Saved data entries
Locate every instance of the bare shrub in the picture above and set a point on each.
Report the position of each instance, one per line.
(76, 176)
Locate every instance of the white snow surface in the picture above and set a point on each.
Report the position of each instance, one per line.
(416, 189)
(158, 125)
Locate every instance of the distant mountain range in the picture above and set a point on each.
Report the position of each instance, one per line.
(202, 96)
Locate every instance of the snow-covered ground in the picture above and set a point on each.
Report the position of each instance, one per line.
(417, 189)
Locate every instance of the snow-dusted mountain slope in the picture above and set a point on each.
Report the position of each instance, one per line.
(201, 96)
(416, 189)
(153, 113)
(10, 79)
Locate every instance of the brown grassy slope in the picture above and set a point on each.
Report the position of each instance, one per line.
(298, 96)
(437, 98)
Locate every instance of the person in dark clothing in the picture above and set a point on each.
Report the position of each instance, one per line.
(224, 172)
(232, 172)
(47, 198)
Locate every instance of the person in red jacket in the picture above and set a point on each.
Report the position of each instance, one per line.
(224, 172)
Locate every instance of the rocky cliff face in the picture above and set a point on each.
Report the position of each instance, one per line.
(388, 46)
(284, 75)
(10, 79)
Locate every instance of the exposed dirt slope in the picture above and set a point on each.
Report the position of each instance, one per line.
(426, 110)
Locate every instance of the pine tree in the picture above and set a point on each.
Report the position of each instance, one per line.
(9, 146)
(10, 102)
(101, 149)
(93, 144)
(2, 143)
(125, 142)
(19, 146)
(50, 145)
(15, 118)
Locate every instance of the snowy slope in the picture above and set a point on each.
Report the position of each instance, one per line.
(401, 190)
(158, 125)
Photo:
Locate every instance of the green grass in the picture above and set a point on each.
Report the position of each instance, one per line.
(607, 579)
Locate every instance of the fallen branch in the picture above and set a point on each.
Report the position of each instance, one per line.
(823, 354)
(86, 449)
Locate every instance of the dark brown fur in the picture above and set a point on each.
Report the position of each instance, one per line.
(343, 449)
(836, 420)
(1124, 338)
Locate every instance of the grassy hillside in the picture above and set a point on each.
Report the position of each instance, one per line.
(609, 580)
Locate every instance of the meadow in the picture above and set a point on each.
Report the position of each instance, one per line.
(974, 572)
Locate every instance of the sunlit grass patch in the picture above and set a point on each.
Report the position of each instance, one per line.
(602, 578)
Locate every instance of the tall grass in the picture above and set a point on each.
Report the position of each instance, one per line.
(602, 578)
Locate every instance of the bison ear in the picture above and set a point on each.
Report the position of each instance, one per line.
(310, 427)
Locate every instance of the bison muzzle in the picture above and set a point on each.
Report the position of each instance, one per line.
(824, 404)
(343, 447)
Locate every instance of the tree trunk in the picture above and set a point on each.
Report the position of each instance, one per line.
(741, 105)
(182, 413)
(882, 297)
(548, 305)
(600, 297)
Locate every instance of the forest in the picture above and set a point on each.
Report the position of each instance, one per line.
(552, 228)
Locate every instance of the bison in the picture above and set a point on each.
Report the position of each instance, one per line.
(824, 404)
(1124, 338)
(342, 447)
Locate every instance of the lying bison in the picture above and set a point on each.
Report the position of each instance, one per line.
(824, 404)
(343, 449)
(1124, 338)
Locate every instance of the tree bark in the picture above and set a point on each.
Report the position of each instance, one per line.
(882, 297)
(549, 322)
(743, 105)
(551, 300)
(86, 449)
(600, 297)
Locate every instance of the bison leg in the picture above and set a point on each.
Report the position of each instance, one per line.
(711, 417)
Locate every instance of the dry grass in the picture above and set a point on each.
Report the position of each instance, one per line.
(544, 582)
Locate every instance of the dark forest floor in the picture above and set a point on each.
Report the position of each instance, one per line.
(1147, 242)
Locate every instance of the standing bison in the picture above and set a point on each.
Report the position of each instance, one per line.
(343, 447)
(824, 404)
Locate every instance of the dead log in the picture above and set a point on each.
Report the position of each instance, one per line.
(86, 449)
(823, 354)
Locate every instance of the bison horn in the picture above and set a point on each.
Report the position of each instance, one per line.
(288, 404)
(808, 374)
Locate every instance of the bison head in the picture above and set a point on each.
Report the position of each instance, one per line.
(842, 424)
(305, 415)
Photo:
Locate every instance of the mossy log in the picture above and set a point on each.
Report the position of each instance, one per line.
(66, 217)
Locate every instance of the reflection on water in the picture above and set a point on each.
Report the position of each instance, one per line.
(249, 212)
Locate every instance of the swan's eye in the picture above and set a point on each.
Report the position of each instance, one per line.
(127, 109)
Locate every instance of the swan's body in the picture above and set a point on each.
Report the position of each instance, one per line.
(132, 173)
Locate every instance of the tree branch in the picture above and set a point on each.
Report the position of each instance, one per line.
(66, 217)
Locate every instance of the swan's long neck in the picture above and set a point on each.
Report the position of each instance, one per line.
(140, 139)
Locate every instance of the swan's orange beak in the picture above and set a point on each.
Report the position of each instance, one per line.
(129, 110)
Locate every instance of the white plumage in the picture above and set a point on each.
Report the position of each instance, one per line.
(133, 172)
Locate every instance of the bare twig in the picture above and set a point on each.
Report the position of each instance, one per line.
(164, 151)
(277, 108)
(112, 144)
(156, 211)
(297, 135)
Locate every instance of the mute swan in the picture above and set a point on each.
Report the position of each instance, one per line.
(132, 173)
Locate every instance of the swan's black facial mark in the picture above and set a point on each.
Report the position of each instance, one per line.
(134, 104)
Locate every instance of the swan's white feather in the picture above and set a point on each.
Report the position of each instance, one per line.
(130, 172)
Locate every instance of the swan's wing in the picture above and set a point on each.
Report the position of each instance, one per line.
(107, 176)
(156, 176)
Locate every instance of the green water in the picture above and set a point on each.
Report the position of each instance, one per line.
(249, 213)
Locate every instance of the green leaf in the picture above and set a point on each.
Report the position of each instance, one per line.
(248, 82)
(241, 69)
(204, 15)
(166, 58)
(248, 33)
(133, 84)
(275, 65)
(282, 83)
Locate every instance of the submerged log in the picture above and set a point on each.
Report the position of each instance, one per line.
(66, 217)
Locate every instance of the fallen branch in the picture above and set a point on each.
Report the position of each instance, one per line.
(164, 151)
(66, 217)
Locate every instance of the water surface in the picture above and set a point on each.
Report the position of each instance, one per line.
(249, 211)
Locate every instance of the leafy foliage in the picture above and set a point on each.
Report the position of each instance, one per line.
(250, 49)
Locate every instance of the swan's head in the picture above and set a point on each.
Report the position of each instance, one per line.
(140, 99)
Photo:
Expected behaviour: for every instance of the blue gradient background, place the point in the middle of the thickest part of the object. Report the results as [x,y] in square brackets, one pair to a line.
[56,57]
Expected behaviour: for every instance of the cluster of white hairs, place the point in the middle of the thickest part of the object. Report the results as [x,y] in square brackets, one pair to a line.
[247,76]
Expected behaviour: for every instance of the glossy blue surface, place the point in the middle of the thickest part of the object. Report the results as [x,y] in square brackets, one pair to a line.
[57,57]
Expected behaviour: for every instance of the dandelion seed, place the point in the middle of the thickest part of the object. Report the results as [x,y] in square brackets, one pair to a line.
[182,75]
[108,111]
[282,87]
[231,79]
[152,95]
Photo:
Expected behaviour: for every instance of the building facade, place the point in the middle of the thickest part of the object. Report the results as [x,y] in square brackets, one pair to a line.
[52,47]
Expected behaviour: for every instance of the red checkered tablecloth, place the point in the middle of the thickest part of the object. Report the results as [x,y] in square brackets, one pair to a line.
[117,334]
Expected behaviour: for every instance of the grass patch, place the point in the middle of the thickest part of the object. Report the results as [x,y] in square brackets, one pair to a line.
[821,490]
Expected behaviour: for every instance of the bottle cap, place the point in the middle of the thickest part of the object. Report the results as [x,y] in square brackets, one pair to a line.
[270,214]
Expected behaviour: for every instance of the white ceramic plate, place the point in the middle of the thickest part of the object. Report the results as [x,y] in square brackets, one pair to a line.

* What you need to do: Using the data above, copy each line that contains "slope".

* Exercise response:
Locate every instance of the snow-dusted mountain slope in the picture above and set a point on each.
Locate every instance of the brown grassy slope in the picture above and set a point on each.
Locate every instance of the exposed dirt slope in the picture above and set a point on each.
Locate every instance of the snowy slope in the picture above and set a point on each.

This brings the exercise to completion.